What the exercise asks =
Set out the data as a JSON list of strings, one per line with blank lines dropped, starting at the very first line and ending after the line that contains "M 590 306 L". Leave the pictures out.

Extracted entries =
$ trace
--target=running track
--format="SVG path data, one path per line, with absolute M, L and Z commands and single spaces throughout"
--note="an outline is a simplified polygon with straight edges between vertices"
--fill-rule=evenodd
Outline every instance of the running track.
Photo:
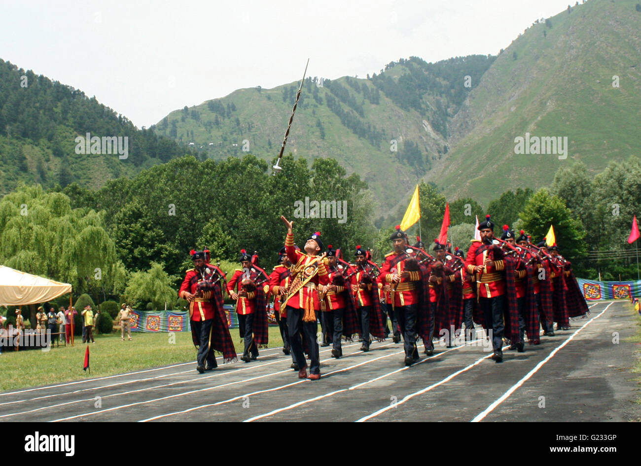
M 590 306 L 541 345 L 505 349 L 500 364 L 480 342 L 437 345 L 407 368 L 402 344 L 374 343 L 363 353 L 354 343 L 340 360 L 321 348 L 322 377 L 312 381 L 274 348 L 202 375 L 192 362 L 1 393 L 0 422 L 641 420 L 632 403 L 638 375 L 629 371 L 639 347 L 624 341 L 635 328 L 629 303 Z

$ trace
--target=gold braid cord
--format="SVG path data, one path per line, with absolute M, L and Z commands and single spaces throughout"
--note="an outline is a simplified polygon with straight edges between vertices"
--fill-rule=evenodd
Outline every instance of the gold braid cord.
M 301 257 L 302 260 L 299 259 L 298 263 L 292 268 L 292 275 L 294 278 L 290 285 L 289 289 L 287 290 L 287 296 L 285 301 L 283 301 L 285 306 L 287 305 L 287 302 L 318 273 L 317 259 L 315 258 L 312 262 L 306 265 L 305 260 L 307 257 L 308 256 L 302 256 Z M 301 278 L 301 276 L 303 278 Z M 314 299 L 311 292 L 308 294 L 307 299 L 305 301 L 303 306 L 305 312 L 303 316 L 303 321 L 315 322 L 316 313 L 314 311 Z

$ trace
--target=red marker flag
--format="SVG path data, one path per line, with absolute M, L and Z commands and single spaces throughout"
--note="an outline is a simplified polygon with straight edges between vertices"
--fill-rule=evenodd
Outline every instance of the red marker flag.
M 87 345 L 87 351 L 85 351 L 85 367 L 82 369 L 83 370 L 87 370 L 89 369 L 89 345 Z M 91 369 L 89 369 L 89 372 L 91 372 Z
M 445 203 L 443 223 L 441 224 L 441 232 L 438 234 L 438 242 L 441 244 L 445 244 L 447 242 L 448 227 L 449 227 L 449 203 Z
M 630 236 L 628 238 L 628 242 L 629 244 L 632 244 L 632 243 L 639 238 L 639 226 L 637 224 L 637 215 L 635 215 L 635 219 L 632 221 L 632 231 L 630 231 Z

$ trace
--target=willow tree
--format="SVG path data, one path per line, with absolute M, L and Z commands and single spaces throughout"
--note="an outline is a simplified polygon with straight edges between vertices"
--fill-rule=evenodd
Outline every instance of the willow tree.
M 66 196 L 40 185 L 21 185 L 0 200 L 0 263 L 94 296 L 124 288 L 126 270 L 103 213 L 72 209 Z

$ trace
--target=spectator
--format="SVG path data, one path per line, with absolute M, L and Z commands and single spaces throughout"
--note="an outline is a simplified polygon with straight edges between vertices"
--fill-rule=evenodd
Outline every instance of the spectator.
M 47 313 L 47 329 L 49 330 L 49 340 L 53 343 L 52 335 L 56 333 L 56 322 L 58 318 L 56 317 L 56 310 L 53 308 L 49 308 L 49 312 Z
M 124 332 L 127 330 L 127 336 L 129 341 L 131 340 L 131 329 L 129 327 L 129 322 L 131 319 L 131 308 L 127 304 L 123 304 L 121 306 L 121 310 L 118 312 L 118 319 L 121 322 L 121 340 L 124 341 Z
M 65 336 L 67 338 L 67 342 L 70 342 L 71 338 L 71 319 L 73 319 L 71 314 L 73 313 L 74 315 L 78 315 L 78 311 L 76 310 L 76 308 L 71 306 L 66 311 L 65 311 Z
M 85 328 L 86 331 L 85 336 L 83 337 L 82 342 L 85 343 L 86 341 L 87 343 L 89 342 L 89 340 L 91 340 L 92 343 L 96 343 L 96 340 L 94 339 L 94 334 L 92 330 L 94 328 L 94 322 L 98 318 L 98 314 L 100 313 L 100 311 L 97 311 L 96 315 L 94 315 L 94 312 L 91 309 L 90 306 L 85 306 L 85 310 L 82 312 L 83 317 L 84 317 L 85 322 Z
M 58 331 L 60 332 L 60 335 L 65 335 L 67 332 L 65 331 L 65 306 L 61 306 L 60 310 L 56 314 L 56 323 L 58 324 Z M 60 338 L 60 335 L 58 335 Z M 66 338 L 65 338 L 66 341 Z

Result =
[
  "$ trace",
  "--target=running track",
  "--format=\"SVG path data, one path per line, with absolute M, L and Z commands and single spaces throughout\"",
  "--note=\"an outline is a simplified polygon with straight edges between vertices\"",
  "--fill-rule=evenodd",
  "Outline every instance of the running track.",
  "Photo:",
  "M 590 306 L 541 345 L 505 349 L 500 364 L 480 342 L 437 345 L 407 368 L 402 344 L 374 343 L 363 353 L 354 343 L 340 360 L 321 348 L 322 377 L 312 381 L 274 348 L 202 375 L 192 362 L 1 393 L 0 422 L 641 420 L 632 403 L 638 375 L 629 371 L 639 347 L 624 341 L 635 328 L 629 303 Z"
]